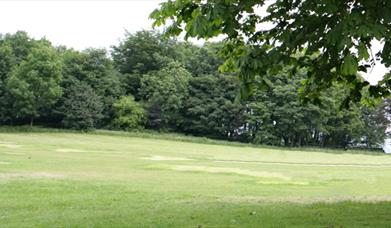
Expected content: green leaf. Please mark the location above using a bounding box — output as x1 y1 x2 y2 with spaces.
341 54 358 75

==

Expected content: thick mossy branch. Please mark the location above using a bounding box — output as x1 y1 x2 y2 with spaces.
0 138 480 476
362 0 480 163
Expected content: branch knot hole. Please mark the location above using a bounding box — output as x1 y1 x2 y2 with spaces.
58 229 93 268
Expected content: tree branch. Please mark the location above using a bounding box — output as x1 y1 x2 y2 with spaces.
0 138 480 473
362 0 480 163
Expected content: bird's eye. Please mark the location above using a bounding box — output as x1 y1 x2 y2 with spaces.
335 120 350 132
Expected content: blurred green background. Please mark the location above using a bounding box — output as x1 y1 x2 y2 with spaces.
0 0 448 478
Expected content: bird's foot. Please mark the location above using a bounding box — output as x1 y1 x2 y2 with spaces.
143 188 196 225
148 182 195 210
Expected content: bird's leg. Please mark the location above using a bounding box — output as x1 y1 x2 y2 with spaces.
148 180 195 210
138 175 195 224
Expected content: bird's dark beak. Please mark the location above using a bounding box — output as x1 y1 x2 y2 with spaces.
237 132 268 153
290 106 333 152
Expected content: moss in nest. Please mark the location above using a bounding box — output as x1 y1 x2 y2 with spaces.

| Set problem |
Copy the rows above word for word, from the line containing "Expected content: thick" through the line containing "335 120 350 132".

| Task output |
Expected content: thick mossy branch. Please mark the location above using a bounding box — output as x1 y1 x2 y2 with spaces.
0 138 480 476
362 0 480 163
Expected content: branch knot hole. Please mark the location above using a bounding box — output as x1 y1 x2 y2 with spaces.
58 229 93 268
Expected content: tree branch. Please mark the location above using a bounding box — output as x1 y1 x2 y2 with spaces.
0 138 480 473
362 0 480 163
Expected content: bird's eye. Please mark the location above using a bounding box — output as x1 y1 x2 y2 with spaces.
335 120 350 132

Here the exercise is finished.